* [Task instructions]:
Output every line of the entries from the line containing "Pin every instance of the curled" through the last, exactly, with no other content.

* [Supplied data]:

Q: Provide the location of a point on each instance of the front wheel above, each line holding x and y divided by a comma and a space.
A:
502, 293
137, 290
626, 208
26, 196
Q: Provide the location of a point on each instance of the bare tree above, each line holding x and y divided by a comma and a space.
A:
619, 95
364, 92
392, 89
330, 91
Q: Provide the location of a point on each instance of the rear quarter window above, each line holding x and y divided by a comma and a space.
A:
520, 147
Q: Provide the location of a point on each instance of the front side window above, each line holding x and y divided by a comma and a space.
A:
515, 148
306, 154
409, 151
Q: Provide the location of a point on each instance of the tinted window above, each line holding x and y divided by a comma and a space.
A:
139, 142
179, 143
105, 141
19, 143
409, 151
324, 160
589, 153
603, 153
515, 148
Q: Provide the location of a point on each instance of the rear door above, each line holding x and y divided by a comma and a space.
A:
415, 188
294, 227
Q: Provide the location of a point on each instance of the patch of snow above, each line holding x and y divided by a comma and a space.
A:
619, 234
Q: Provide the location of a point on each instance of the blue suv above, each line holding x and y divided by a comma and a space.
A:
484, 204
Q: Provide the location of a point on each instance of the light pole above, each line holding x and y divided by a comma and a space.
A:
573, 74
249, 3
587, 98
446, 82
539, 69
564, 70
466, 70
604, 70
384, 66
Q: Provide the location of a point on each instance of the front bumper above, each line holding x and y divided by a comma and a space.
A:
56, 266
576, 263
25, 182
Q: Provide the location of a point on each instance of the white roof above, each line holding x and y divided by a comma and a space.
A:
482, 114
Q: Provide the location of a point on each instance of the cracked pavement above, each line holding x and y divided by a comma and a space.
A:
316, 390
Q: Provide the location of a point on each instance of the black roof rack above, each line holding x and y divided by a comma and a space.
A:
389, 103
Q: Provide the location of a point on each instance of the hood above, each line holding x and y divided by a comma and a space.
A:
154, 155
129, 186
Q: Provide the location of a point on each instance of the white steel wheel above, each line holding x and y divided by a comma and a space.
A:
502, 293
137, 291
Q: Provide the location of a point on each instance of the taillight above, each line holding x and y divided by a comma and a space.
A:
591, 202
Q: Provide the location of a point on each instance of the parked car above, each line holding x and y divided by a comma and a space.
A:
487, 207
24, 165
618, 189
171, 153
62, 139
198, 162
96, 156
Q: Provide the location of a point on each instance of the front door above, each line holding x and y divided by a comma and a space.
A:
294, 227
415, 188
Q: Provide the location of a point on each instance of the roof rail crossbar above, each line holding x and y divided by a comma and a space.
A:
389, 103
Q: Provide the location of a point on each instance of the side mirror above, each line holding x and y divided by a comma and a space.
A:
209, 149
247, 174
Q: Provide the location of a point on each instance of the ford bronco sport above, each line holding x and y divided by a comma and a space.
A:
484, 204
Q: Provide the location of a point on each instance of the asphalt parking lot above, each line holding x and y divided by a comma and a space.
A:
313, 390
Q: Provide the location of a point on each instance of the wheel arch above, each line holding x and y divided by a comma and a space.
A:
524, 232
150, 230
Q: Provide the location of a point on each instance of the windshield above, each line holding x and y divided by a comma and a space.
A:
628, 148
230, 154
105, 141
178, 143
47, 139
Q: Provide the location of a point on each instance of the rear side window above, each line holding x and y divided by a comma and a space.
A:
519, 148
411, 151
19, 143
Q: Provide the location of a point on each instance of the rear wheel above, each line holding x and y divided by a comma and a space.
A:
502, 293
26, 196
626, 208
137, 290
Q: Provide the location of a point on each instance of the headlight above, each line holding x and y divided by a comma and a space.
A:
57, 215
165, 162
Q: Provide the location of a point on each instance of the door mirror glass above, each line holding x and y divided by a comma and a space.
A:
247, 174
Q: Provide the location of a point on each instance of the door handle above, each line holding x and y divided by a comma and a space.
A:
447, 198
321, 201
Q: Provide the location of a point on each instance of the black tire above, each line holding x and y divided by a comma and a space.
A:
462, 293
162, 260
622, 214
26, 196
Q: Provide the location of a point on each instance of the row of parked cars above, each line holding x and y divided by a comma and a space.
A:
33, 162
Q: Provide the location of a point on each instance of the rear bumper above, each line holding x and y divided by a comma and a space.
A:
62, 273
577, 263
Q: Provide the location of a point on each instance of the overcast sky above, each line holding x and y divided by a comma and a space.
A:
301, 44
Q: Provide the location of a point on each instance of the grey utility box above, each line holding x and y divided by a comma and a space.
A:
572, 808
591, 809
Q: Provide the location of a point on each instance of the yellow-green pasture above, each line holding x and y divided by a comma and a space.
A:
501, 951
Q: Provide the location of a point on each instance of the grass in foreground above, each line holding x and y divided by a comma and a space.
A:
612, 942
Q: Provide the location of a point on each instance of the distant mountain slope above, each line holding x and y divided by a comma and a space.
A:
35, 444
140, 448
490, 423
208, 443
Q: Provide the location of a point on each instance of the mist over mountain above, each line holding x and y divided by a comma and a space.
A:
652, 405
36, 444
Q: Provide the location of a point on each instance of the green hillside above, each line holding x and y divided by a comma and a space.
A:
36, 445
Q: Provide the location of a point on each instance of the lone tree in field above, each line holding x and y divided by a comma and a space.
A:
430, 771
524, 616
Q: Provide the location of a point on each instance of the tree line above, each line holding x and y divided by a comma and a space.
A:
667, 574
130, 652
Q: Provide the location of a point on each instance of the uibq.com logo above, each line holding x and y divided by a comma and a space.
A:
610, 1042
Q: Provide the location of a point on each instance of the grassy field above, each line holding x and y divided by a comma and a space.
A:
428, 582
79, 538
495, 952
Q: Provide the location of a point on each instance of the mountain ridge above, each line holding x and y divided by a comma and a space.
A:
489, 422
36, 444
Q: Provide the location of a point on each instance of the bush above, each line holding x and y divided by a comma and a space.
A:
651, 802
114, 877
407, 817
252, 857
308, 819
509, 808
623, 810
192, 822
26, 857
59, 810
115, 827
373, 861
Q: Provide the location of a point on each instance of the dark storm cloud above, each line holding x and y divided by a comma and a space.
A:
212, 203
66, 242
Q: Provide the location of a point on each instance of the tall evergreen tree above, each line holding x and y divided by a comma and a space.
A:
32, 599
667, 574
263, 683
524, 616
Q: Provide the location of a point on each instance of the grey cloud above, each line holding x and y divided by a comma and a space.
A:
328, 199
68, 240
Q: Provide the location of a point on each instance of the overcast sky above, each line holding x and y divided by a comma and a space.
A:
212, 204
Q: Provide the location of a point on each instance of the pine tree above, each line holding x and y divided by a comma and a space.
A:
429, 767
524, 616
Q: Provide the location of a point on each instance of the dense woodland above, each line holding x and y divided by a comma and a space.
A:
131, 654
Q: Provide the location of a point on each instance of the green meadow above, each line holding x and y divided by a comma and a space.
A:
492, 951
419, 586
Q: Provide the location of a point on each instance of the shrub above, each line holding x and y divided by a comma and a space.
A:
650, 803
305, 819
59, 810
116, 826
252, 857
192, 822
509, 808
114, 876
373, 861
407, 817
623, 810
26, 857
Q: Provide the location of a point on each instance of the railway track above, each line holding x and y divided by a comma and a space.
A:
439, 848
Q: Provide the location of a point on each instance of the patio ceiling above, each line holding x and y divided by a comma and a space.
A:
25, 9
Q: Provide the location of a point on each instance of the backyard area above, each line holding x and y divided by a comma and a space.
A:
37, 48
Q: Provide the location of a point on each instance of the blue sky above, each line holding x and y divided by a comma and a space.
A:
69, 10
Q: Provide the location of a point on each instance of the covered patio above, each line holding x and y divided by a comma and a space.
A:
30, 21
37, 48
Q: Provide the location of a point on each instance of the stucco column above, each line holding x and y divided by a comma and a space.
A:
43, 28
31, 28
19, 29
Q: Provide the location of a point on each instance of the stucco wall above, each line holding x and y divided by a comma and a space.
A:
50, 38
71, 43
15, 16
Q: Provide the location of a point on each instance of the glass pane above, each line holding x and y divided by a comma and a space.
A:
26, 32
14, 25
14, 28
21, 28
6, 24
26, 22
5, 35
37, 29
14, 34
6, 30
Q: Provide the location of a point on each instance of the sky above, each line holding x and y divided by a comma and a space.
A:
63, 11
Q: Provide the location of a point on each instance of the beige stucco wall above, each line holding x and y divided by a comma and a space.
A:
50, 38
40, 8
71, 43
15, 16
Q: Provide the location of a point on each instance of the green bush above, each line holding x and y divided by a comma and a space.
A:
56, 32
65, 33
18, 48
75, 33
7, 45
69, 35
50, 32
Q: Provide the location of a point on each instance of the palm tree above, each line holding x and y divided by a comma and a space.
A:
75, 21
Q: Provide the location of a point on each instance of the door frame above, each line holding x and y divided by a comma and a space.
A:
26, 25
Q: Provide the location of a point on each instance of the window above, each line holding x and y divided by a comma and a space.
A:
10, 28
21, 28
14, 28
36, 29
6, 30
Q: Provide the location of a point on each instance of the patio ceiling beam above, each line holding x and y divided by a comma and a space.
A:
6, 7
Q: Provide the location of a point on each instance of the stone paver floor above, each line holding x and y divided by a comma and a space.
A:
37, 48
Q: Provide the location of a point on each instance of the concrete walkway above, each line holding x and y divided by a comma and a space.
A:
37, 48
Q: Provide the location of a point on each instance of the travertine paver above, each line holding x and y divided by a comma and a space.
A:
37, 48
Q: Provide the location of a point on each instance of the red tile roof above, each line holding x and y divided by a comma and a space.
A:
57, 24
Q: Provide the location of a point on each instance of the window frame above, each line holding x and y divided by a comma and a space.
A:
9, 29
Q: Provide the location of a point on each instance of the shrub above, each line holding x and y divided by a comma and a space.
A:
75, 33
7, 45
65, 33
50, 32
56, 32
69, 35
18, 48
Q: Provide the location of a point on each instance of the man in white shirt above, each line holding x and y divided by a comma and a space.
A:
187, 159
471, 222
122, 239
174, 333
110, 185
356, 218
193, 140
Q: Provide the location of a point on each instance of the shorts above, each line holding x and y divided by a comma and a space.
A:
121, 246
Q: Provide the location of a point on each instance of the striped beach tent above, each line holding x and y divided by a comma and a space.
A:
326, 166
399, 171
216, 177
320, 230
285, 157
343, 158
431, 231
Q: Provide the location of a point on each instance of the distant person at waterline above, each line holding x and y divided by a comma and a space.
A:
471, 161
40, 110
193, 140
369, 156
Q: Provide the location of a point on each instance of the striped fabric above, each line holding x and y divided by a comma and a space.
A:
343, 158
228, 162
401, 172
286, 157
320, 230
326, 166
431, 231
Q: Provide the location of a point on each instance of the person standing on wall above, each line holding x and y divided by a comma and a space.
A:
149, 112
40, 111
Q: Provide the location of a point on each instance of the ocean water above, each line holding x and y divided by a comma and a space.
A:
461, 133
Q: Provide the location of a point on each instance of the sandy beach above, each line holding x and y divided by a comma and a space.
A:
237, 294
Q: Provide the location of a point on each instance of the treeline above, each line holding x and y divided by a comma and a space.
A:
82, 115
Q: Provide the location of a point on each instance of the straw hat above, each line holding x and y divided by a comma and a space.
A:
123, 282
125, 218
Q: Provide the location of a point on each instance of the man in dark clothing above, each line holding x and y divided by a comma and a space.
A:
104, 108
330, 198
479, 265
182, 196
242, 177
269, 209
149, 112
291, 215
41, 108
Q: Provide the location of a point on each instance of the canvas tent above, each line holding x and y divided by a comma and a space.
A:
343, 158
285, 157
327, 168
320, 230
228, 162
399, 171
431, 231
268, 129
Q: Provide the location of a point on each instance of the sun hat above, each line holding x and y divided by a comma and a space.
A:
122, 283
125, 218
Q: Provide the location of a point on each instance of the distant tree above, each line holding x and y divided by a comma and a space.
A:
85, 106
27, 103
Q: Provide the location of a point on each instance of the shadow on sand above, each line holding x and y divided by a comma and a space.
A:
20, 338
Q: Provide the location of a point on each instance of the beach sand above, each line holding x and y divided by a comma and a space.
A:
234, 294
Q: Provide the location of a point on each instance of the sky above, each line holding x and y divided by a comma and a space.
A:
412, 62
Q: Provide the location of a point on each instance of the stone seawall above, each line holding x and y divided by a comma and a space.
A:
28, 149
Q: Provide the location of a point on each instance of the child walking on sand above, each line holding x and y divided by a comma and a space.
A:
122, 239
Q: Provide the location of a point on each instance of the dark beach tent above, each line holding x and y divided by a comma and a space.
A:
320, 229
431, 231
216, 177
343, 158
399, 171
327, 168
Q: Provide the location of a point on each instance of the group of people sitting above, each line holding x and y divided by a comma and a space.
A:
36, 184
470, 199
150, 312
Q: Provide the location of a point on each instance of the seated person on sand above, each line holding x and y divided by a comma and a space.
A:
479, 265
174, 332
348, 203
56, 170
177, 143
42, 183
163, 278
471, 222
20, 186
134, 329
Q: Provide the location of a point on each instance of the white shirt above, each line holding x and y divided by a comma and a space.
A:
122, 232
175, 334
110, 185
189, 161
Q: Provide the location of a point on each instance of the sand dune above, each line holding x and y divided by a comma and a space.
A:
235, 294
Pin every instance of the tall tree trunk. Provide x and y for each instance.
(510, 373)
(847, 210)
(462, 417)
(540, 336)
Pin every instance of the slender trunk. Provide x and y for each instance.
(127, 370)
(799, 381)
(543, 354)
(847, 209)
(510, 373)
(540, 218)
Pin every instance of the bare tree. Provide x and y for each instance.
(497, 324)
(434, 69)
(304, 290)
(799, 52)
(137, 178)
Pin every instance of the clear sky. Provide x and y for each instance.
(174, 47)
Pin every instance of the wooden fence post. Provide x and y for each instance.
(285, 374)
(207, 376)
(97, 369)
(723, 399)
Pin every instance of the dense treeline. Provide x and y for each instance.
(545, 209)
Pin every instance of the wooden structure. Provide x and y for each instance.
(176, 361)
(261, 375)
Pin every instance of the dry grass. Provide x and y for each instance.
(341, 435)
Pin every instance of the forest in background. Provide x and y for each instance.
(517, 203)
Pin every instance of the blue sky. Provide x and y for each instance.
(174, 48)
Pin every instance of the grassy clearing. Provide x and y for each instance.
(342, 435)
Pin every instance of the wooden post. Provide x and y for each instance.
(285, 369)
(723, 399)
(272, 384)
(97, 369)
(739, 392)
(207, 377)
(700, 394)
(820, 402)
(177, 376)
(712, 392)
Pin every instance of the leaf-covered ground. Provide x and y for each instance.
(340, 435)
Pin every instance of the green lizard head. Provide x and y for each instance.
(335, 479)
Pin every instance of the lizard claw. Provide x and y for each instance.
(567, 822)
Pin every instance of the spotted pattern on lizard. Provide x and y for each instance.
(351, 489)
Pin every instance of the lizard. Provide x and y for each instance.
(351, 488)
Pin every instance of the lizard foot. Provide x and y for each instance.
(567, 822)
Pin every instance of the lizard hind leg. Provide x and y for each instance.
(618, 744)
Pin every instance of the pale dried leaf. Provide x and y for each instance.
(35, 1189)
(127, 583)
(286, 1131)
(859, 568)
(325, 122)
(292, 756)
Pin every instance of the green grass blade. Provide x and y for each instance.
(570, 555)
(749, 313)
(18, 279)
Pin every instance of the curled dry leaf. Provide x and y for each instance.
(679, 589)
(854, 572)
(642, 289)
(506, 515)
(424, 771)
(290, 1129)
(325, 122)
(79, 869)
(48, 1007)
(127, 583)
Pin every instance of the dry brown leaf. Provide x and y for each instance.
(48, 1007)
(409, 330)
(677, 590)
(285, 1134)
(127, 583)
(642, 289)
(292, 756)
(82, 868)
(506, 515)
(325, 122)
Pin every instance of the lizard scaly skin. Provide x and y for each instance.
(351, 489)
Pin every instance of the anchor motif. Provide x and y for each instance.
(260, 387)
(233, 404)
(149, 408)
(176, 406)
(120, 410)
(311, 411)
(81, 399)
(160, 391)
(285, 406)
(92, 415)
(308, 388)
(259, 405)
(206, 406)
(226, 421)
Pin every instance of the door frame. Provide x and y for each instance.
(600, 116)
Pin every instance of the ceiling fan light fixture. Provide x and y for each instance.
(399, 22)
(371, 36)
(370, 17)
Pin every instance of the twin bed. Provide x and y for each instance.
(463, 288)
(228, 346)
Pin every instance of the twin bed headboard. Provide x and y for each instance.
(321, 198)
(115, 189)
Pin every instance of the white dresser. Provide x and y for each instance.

* [Complete output]:
Pin every instance of the curled dry leaf. Provide x and y for each instance.
(679, 589)
(854, 572)
(642, 289)
(506, 515)
(424, 771)
(290, 1129)
(325, 122)
(79, 869)
(48, 1007)
(127, 583)
Pin every instance of the dry brown leaf. Provide x and y for each instance.
(48, 1007)
(409, 330)
(677, 590)
(285, 1134)
(127, 583)
(642, 289)
(292, 756)
(82, 868)
(506, 515)
(325, 122)
Pin every instance of the lizard scaly skin. Provide x and y for each instance.
(351, 489)
Pin every instance of the anchor motif. Provide x and y for each instance.
(260, 387)
(233, 404)
(149, 408)
(176, 406)
(120, 410)
(311, 411)
(81, 399)
(160, 391)
(285, 406)
(92, 415)
(308, 388)
(259, 405)
(206, 406)
(226, 421)
Pin every instance of the door frame. Provide x and y for each instance.
(600, 116)
Pin every instance of the ceiling fan light fixture. Provide x and y for each instance.
(399, 22)
(371, 36)
(370, 17)
Pin every instance of the twin bed. Provide x and y for each instance.
(463, 288)
(228, 346)
Pin every instance of the twin bed headboard. Provide x and y for each instance.
(321, 198)
(115, 189)
Pin every instance of the white dresser. Provide x and y for each instance.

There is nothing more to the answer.